■ **Task instructions**
An exact copy of the listing is what the response must contain.
------ Listed entries
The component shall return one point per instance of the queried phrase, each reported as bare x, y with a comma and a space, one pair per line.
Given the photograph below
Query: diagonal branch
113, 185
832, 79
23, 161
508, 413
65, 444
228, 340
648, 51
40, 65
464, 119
------------
■ **Output for this task**
The component shall return one point per instance of the queried phrase, each reported as bare x, y with a comma and a space, one pair per line.
Given the photograph below
Query: diagonal branch
113, 185
832, 79
23, 161
508, 413
65, 444
228, 340
648, 51
40, 65
464, 119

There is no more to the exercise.